-- Begin Provided text --
Science in Society Archive

I-SIS Special Miniseries - Life of Gaia

This miniseries is dedicated to our planet earth, so we may better appreciate how she lives and sustains all creatures large and small, that we may learn to dance to the complex rhythms of her life music without stopping her in her tracks.

Space scientist and inventor Jim Lovelock first proposed in the 1970s that the entire earth is a self-organizing, self-regulating entity, rather like an organism. He named the earth Gaia, after the Greek earth goddess.

The idea that Gaia is alive and has a life of her own immediately caught fire. It inspired many earth scientists to look for the dynamic processes that organize and regulate the currents of the earth, to make a congenial home for all her inhabitants. These scientists are richly rewarded.

Records from ice and deep sea cores show detailed globally correlated changes going back at least 800 000 years, leaving us in no doubt that the earth behaves from moment to moment as one coherent whole, just like an organism.

Not only can we can read Gaia’s life-history from her deep memory stores, we can also tune in to her life-force pulsing as she is living today.
-- End Provided text --
-- Begin Record extracts --
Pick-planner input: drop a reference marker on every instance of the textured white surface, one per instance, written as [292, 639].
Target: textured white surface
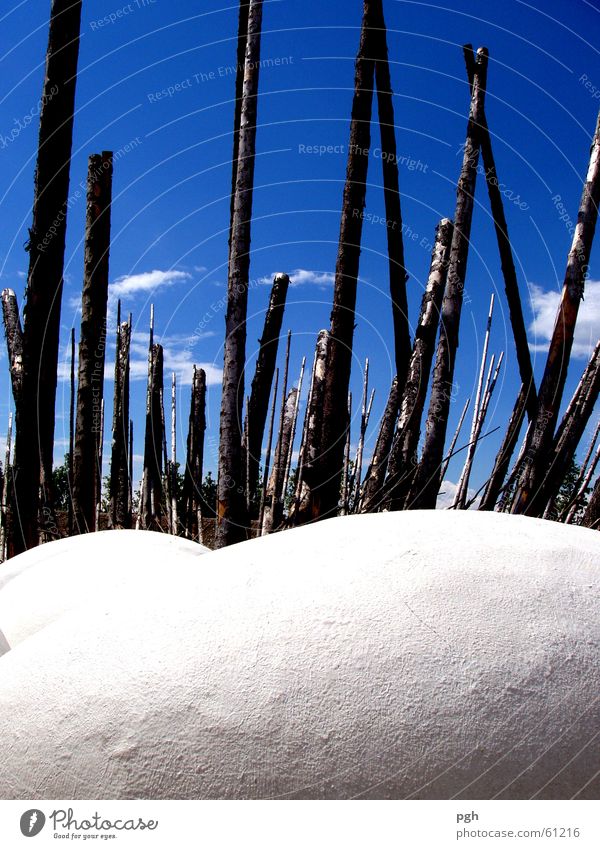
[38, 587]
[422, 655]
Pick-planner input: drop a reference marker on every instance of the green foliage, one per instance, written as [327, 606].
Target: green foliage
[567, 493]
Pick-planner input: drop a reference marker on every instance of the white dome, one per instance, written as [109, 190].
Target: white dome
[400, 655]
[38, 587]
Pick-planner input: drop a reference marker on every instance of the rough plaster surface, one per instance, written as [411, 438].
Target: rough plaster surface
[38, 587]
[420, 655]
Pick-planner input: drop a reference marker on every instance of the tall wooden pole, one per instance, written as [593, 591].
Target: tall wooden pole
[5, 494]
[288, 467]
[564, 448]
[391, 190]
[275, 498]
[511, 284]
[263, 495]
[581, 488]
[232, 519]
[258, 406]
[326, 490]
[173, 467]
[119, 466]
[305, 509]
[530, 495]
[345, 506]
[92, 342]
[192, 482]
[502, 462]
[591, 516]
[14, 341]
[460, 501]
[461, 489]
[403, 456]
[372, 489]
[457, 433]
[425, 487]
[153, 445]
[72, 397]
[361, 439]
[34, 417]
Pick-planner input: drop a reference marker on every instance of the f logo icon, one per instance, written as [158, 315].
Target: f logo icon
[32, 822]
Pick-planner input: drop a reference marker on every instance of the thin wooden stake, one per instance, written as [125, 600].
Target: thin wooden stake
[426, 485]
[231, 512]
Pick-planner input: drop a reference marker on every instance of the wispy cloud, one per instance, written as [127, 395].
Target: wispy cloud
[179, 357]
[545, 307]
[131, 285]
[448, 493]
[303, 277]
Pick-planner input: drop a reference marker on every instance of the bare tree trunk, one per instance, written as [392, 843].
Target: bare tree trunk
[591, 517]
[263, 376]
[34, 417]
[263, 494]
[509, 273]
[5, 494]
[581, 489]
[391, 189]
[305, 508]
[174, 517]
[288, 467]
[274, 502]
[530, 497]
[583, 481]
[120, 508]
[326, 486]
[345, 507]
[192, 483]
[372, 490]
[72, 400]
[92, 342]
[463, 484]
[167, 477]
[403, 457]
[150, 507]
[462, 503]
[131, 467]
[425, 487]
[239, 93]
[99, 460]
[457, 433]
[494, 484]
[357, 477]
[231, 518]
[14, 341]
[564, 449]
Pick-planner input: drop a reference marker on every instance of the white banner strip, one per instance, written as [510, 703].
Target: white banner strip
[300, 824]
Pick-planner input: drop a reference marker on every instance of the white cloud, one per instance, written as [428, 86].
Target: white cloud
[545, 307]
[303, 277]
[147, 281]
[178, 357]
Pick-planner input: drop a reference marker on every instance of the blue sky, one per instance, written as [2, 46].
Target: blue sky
-- End Record extracts --
▸ Task brief: According to the Gaia text, how far back do the globally correlated changes recorded in ice and deep sea cores go? The records have no connection to the Gaia text.

▸ Task answer: At least 800 000 years.